[Task description] Repeat, without any change, the entries presented below.

[Material to process]
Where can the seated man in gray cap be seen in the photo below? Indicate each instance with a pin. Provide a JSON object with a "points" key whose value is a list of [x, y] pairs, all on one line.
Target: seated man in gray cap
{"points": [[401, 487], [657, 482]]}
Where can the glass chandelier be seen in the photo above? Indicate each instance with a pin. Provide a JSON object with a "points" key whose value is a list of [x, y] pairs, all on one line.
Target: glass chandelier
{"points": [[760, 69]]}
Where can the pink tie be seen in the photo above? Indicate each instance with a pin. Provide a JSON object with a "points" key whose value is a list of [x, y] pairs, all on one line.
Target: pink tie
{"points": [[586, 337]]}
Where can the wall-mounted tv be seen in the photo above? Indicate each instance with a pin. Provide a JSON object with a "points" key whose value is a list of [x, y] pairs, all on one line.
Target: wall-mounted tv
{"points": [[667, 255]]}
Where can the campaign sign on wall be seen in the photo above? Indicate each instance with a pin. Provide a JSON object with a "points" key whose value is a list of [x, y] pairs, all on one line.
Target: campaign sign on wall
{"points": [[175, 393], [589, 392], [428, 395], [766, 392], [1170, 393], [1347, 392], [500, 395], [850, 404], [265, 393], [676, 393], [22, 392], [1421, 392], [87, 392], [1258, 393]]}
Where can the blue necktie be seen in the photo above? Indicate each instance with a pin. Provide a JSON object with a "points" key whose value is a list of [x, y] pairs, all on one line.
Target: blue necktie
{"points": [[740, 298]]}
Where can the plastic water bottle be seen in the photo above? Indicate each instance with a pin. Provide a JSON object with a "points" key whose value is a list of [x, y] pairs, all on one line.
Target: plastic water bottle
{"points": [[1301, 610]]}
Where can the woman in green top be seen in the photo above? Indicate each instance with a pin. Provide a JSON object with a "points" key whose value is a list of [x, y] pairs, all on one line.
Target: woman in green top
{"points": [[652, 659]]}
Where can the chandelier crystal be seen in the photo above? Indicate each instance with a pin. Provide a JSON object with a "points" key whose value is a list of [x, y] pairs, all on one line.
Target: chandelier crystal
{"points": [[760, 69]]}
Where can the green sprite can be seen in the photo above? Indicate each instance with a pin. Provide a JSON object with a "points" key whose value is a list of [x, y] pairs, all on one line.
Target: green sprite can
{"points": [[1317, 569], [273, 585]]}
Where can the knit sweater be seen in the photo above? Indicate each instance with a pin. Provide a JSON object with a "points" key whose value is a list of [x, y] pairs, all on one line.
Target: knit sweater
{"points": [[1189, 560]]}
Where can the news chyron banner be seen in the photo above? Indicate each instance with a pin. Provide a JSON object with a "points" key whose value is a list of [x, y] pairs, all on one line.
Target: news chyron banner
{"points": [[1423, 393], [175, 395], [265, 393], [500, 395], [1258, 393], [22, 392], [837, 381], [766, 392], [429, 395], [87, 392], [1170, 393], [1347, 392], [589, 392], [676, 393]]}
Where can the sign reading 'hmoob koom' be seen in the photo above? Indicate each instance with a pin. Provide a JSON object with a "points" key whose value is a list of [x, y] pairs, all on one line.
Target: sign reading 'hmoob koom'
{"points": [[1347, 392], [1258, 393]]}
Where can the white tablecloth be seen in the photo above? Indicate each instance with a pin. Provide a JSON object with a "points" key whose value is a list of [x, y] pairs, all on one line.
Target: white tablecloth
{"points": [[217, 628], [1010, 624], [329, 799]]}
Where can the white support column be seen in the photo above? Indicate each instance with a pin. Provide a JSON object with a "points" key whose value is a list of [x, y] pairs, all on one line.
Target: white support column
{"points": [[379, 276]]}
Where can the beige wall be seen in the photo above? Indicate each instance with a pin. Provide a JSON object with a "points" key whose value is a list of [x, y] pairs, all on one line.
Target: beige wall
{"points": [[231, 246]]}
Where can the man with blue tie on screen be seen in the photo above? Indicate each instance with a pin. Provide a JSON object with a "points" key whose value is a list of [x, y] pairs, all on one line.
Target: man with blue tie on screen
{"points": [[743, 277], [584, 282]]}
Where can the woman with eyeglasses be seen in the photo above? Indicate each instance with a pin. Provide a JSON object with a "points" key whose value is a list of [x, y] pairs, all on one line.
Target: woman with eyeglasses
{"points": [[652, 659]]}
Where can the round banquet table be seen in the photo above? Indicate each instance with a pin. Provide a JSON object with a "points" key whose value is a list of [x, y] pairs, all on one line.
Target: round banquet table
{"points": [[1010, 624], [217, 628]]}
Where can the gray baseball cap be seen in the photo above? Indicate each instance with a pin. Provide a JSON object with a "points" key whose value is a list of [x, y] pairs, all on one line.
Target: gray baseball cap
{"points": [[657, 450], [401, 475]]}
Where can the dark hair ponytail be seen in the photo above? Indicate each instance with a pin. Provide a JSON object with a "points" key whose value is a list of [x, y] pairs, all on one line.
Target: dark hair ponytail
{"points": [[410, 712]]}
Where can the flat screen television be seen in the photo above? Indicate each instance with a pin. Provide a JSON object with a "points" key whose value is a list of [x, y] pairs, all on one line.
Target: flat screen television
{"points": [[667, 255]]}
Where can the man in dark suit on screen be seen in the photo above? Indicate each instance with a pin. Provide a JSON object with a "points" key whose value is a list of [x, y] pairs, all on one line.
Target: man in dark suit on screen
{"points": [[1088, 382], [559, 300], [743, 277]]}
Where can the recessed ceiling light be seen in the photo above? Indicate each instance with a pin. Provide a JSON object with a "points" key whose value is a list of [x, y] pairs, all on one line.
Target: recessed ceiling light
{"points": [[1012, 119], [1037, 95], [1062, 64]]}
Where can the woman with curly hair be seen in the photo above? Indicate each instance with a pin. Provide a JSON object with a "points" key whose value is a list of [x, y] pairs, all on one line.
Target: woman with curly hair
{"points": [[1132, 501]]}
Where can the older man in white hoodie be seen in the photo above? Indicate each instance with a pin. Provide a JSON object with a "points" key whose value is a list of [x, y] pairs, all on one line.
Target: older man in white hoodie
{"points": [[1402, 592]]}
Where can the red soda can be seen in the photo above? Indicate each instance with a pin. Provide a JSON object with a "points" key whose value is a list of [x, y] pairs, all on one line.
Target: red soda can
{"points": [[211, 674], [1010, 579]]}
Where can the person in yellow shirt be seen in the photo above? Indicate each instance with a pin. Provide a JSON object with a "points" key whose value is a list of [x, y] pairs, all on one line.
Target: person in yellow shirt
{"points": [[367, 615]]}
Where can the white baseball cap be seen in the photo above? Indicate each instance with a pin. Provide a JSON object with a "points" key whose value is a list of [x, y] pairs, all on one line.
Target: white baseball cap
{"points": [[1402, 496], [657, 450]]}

[Response box]
Where can the seated man in gray cap be seen in the photo below? Indicate each instance with a pin. Provide a JSON object with a "points" key whose value is a list of [x, y] pairs, all on one line.
Target: seated man in gray cap
{"points": [[401, 487], [657, 482]]}
Where can the glass chandelier be seen in the photo above? Indicate each instance with a pin. Provide a JSON object with a "points" key whose value is a list of [x, y] pairs, all on one line.
Target: glass chandelier
{"points": [[760, 69]]}
Where can the pink tie be seen in the photo above? Indicate each instance with a pin. Provide a JSON object with a "points" key whose value is a list of [x, y] pairs, all on one line.
Target: pink tie
{"points": [[586, 337]]}
Where can the wall-mounted tv be seen in the photo above? Indicate each instance with a pin. Provide a JSON object with a "points" key whose value is a list of [x, y] pairs, all on one line.
Target: wall-mounted tv
{"points": [[667, 255]]}
Where can the campaign sign on wall be seen in the photo above? Indicate each instance with a pin. Provide a JSON object with a "points" key whose value is a list of [x, y] pairs, all on one line.
Target: campaign sign on wall
{"points": [[175, 393], [589, 392], [428, 395], [766, 392], [1170, 393], [1347, 392], [500, 395], [850, 404], [265, 393], [676, 393], [22, 392], [1421, 392], [87, 392], [1258, 393]]}
Where can the blue necktie be seen in the photo above? Indicate each instance with a pin. Provide a JSON object with a "points" key whose value is a list of [x, y] pairs, all on one line.
Target: blue necktie
{"points": [[740, 298]]}
Where can the plastic water bottle be seen in the photo above? Indicate each instance with a pin. Provide a JSON object with a "points" key whose value is a list of [x, y] pairs, all on one line.
Target: plastic water bottle
{"points": [[1301, 610]]}
Where can the woman in green top be seen in the photo above? Indicate each instance with a pin. Provide a JSON object with a "points" key whose value is a list of [x, y] pairs, all on one line.
Target: woman in green top
{"points": [[652, 659]]}
Where can the chandelier crystal be seen in the photo above? Indicate each instance with a pin. Provide a JSON object with a "points" key whose value is a list of [x, y] pairs, all on one line.
Target: chandelier crystal
{"points": [[760, 69]]}
Where can the green sprite can be seen in the photo above? Indicate each instance with a pin. Provide a JSON object with a "points" key whose value is a list of [x, y] pairs, all on one line.
Target: green sprite can
{"points": [[1317, 569], [273, 585]]}
Where can the knit sweater be seen in the photo above? Indicate each instance with a pin. Provide a JSON object with a "points" key whose value is a list of [x, y] pairs, all on one line.
Target: knit sweater
{"points": [[1189, 560]]}
Where can the news chyron banner be seen in the photo above? Indicate each instance with a pin. Provide a JSON object with a "points" key whose value is a list of [x, y] pairs, all on one line.
Target: news chyron banner
{"points": [[1423, 393], [175, 395], [265, 393], [500, 395], [1258, 393], [22, 392], [837, 381], [766, 392], [429, 395], [87, 392], [1170, 393], [1347, 392], [589, 392], [676, 393]]}
Where can the sign reading 'hmoob koom' be seen in the photo above? Indicate each instance with a pin. Provide a JSON object with a "points" key whose value is a list of [x, y] pairs, all on one line.
Target: sign reading 'hmoob koom'
{"points": [[1347, 392], [1258, 393]]}
Where can the white tablecloth be seen in the photo above? Indicate each instance with a pin. Provide a JSON object with a "points" key whose value is a list of [x, y] pairs, all on one line.
Target: white tablecloth
{"points": [[217, 628], [1010, 624], [329, 799]]}
Where can the white support column be seen in the photo above? Indicate each instance with a pin. Provide a JSON object with a "points" key whose value is a list of [x, y] pairs, all on one line.
Target: white support column
{"points": [[379, 276]]}
Where can the beige wall be seen in the photo above? Indicate each instance with a pin. Provide a JSON object with a "points" key whose value is a list of [x, y] pairs, all on one line.
Target: beige wall
{"points": [[231, 246]]}
Where can the man with blue tie on screen be seen in the photo above? Indicate each instance with a pin. Provide a JSON object with a "points" key whose value is a list of [x, y] pairs, all on one line.
Target: man with blue tie on screen
{"points": [[743, 277], [584, 282]]}
Where can the woman with eyeglasses be seen in the photo above? Indicate each instance with a pin. Provide a JSON object with a "points" key whose value is a list of [x, y] pairs, all on one line.
Target: woman with eyeglasses
{"points": [[652, 659]]}
Where can the round banquet table be seen in the photo above? Indicate each instance with a pin. Provide a JSON object with a "points" key whose value is a list of [x, y] pairs, all on one line.
Target: round banquet table
{"points": [[1010, 624], [217, 628]]}
Where can the gray baseball cap be seen in the photo above? Indicate each instance with a pin. Provide a JSON object with a "points" key whose value is a list of [x, y] pairs, all on one line.
Target: gray baseball cap
{"points": [[657, 450], [401, 475]]}
Where can the dark hair ponytail be seen in the photo above? Indicate each instance with a pin. Provide a JSON object with a "points" key whose value is a list of [x, y] pairs, all on one line.
Target: dark hair ponytail
{"points": [[410, 712]]}
Where can the flat screen television be seen in the photo above? Indicate each instance with a pin. Provide a JSON object with a "points" key whose value is a list of [x, y] pairs, all on one line.
Target: flat screen television
{"points": [[667, 255]]}
Where can the man in dark suit on screen be seen in the photo above? Indicate each instance with a pin. Provide a JSON object with a "points" key whose value is a list of [x, y] pairs, all on one line.
Target: man in dark suit on screen
{"points": [[1088, 382], [559, 300], [743, 277]]}
Where can the recessed ceiling light be seen in the photo above? Indicate each instance with a pin. Provide a JSON object with a "points" key whose value is a list of [x, y] pairs, all on one line.
Target: recessed ceiling light
{"points": [[1012, 119], [1037, 95], [1062, 64]]}
Where can the woman with curly hair be seen in the photo above? Indicate each instance with a pin. Provide a JSON object with a "points" key whose value is a list of [x, y] pairs, all on one line.
Target: woman with curly hair
{"points": [[1132, 501]]}
Where can the older man in white hoodie be seen in the photo above? Indicate each instance with a pin. Provide a JSON object with a "points" key whose value is a list of [x, y] pairs, all on one line.
Target: older man in white hoodie
{"points": [[1402, 592]]}
Where can the red soda can be seen in the photo above? Indicate each instance with a pin. Provide a JSON object with a "points" key whose value is a list of [x, y] pairs, all on one line.
Target: red soda can
{"points": [[211, 674], [1010, 579]]}
Where can the person in yellow shirt be seen in the photo above? Indicate each instance with a pin. Provide a JSON object with a "points" key whose value is a list of [x, y] pairs, all on one line.
Target: person in yellow shirt
{"points": [[367, 615]]}
Where can the white baseball cap be seen in the photo above? Indicate each instance with a pin. Provide a JSON object with a "points" key whose value is a list of [x, y] pairs, all on one line.
Target: white baseball cap
{"points": [[1402, 496], [657, 450]]}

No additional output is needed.